## PROMPT
Copy all the rows below word for word, and leave the pictures out of your copy.

****************************************

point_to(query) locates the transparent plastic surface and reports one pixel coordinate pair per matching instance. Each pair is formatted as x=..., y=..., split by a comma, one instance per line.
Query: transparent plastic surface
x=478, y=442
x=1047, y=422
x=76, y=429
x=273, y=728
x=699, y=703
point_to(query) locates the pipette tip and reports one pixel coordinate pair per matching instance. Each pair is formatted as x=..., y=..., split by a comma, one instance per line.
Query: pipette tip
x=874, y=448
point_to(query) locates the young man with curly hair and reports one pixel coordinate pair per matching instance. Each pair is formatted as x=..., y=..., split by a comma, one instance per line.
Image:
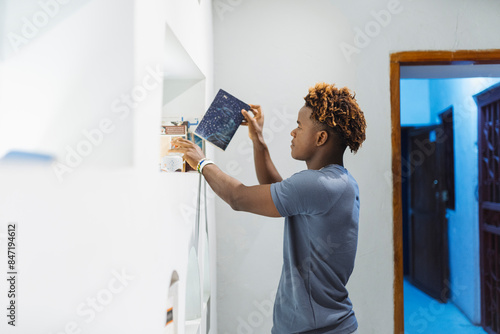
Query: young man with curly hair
x=320, y=206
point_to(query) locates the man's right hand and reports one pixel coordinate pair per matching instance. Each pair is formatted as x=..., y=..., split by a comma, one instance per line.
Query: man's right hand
x=255, y=124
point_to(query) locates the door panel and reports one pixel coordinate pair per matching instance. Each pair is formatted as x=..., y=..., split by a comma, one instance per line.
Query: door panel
x=489, y=206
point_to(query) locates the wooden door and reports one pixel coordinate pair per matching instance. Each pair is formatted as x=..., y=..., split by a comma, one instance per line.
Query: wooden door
x=429, y=267
x=489, y=206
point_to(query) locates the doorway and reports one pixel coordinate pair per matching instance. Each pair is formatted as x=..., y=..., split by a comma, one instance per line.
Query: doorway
x=412, y=59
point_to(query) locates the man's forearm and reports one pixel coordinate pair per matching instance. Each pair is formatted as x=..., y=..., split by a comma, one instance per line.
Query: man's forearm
x=225, y=186
x=264, y=166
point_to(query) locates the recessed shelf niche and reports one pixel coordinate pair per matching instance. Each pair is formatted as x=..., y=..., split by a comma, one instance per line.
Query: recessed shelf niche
x=184, y=87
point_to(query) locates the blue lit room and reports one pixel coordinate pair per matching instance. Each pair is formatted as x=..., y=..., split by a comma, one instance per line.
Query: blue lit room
x=137, y=197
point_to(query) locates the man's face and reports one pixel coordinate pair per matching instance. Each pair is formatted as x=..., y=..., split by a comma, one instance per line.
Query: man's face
x=304, y=136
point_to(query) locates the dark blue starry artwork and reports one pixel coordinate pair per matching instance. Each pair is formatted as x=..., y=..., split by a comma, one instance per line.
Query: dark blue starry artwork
x=222, y=119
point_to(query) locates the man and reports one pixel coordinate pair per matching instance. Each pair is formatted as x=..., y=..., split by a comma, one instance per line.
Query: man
x=320, y=206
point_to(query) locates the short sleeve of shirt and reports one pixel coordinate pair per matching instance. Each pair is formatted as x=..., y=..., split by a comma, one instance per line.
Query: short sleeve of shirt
x=305, y=193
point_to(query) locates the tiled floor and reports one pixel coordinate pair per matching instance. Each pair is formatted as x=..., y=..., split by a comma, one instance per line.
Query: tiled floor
x=426, y=315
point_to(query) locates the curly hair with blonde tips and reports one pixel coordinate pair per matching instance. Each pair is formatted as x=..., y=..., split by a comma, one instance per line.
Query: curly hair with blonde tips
x=339, y=111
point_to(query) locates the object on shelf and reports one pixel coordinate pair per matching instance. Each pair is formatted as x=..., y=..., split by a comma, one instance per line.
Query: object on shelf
x=172, y=163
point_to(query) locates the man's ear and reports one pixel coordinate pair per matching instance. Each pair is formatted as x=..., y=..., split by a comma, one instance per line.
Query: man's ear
x=321, y=137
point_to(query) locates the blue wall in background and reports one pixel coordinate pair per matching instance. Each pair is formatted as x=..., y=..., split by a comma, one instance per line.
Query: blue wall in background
x=463, y=223
x=414, y=102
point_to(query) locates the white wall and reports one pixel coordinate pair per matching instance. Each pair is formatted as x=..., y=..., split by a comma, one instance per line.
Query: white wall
x=270, y=52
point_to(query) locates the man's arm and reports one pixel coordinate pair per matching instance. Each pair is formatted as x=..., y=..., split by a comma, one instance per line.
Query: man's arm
x=255, y=199
x=264, y=166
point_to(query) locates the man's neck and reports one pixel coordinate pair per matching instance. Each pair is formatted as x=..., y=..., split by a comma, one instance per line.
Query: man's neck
x=319, y=163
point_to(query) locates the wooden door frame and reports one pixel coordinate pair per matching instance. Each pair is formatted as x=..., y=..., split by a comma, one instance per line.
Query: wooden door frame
x=415, y=58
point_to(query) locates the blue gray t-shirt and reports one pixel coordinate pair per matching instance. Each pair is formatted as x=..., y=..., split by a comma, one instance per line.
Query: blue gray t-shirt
x=320, y=240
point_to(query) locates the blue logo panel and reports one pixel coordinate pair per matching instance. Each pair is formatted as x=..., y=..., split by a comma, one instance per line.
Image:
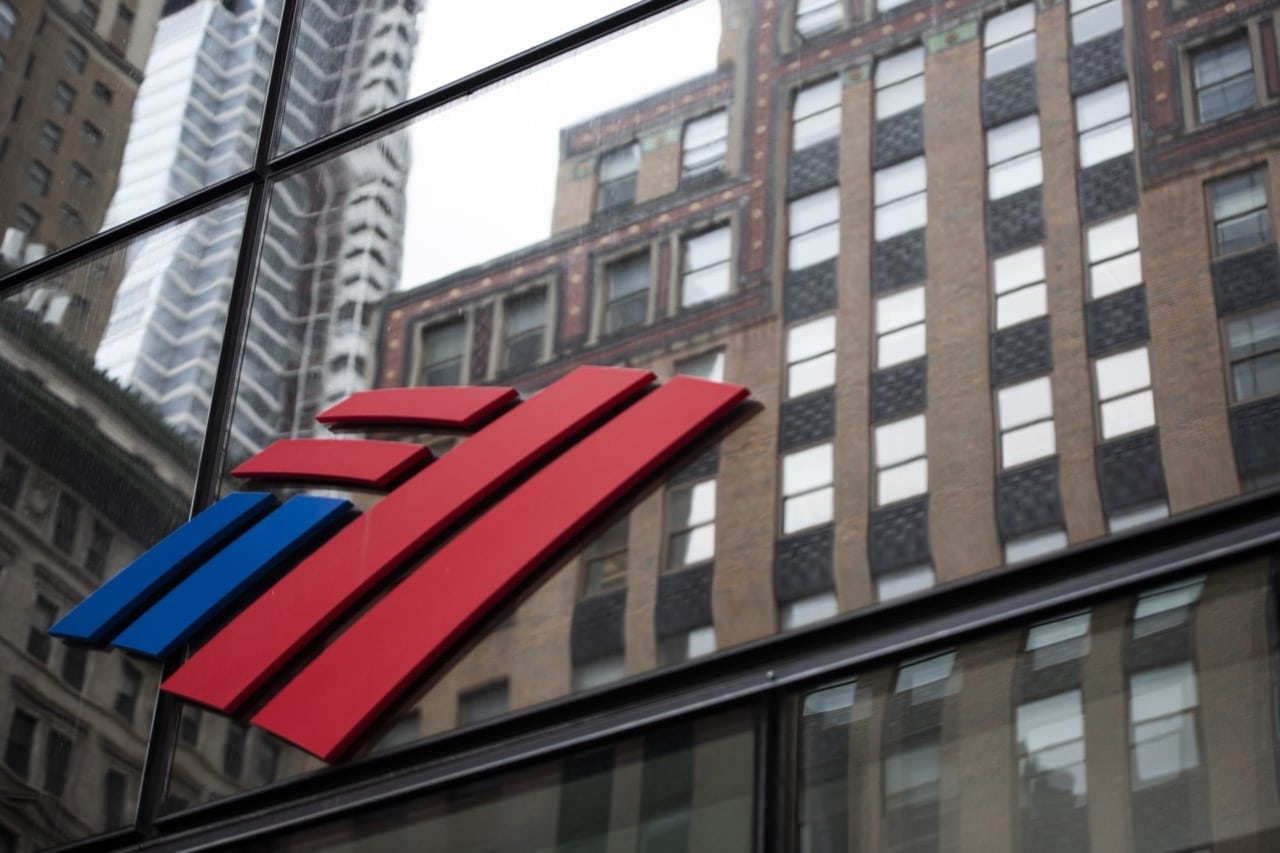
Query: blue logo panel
x=100, y=615
x=208, y=591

****************************************

## EXPECTED OUTPUT
point_to(query) locates the transparent plastic surface and reports one pixel coordinate pair per matching instance. Each pair is formatted as x=..., y=..., split by a comma, one instance per line.
Query: transparent plastic surface
x=478, y=442
x=1047, y=422
x=76, y=429
x=273, y=728
x=699, y=703
point_to(query) locates the pipette tip and reports one pixel coordinate pair per matching instance. Each pair is formatted as x=..., y=..., split by a comma, one instance per line.
Query: pipette tip
x=874, y=448
point_to(query) locates the young man with curly hair and reports one pixel coordinate pair per matching instance. Each pair is formatted as x=..., y=..., split by a comma, one instance per line.
Image:
Query: young man with curly hair
x=320, y=206
point_to(query) locates the man's right hand and reports one pixel coordinate pair per matching instance. Each pair is formatted as x=..., y=..., split by a comma, one instance per line.
Query: man's right hand
x=255, y=124
point_to(query) locates the door panel and reports one pixel coordinate pair per matching instance. Each pair is formatted as x=..., y=..., split by a comma, one instance per line.
Query: door panel
x=489, y=206
point_to(query) locates the wooden door and reports one pixel coordinate pair per matching instance. Each pair is formatted as x=..., y=..., split by a comma, one instance per line.
Query: wooden door
x=429, y=267
x=489, y=206
point_to(query) locates the doorway and reports one pixel coordinate pair per matching instance. Each pair is formatted as x=..., y=..., split by a comma, one instance per line.
Query: doorway
x=412, y=59
point_to(query) locates the man's forearm and reports one pixel coordinate pair per matching instance. Each pair is formatted as x=..., y=..., split by a comma, one instance per line.
Query: man's forearm
x=225, y=186
x=264, y=166
point_to(query) locates the recessed shelf niche and reports one pixel coordinate pair per matching instance. Each pair is formatted as x=..., y=..., split by a comma, one instance per line.
Query: recessed shelf niche
x=184, y=87
point_to(query) locates the blue lit room and reports one pixel coordinate pair per matching instance. Each pair is formatted as x=..., y=..., split by a comma, one instance per line.
Query: blue lit room
x=137, y=197
point_to(query) locates the man's face and reports one pixel coordinate pair per matching instance. Each pair is formatted as x=..., y=..., split by a comma, one instance per line.
Query: man's face
x=304, y=136
point_to(query) locates the dark blue starry artwork and reports one pixel coordinate pair per matching instance. Each pair is formatted as x=..., y=..., split by a comma, one instance per line.
Query: dark blue starry artwork
x=222, y=119
point_to(query) locates the man and reports one pixel coordinate pair per matching instance. Each pair is formatted as x=..., y=..., split by a comma, one instance per line.
Query: man
x=320, y=206
point_to(query) locates the short sleeve of shirt and reports one pixel coordinate pair per matching instance. Each pair is formatted as x=..., y=..., split by a comma, one instance per line.
Query: short sleeve of shirt
x=305, y=193
point_to(query) locates the tiled floor and reports one pixel coordinate pair per matching instance. Each pair is formatted as x=..., y=..., split by a comma, one instance per line.
Query: tiled floor
x=426, y=315
point_to(query) locates the curly hair with blonde tips and reports one pixel coordinate pair per matching instance. Each pair is formatted as x=..., y=..., split by a comma, one instance per line.
Query: curly hair with blonde tips
x=339, y=111
point_to(query) locates the object on shelf and reports one pixel coordinate pair per matching instance. Each pair is formatted as x=..., y=..., split by a comma, one instance per line.
Query: object on shelf
x=172, y=163
point_to(query) locates the man's ear and reports one pixel coordinate pair per matching instance. Each pair is formatted as x=..., y=..., split by a comma, one instance per line.
Query: man's ear
x=321, y=137
point_to(query) locates the blue wall in background and reports one pixel coordinate pair per matching instance. Each pair is formatted as x=..., y=..., split by a comma, one instance per line.
Query: blue wall in background
x=463, y=223
x=414, y=102
point_to(query) locates the white wall and reports one pixel coordinate pair per matching instance. Each pair is formatted as x=..., y=..., split by a comma, one instance per line.
Query: white wall
x=270, y=52
point_to(query) locates the man's arm and reports one pixel coordinate pair per matching instance. Each pair is formatted as x=..., y=..., split by a comma, one instance per line.
Query: man's arm
x=255, y=199
x=264, y=166
point_to(query) locates the man's neck and reports one pixel coordinate pair per matching instance. Each pair is formatted as x=..., y=..., split by a comma, one instance per line.
Query: man's neck
x=319, y=163
point_to(query) locates the wooden door frame and reports one pixel coordinate pair per matching instance. Each pair is formatted as x=..., y=..., split by a comma, one instance per line.
Query: wooden door frame
x=415, y=58
point_to(query) locates the blue gray t-shirt and reports one pixel coordinate pair per matching instance. Each pair is formatted as x=..., y=..., split by a comma, one instance per line.
Query: blue gray t-shirt
x=320, y=240
point_to(query) locates the blue logo panel and reports one pixel coordinate pair per matching instance. Each pair is formatted as x=..., y=..., split by a comma, one instance per line.
Image:
Query: blue logo panel
x=100, y=615
x=208, y=591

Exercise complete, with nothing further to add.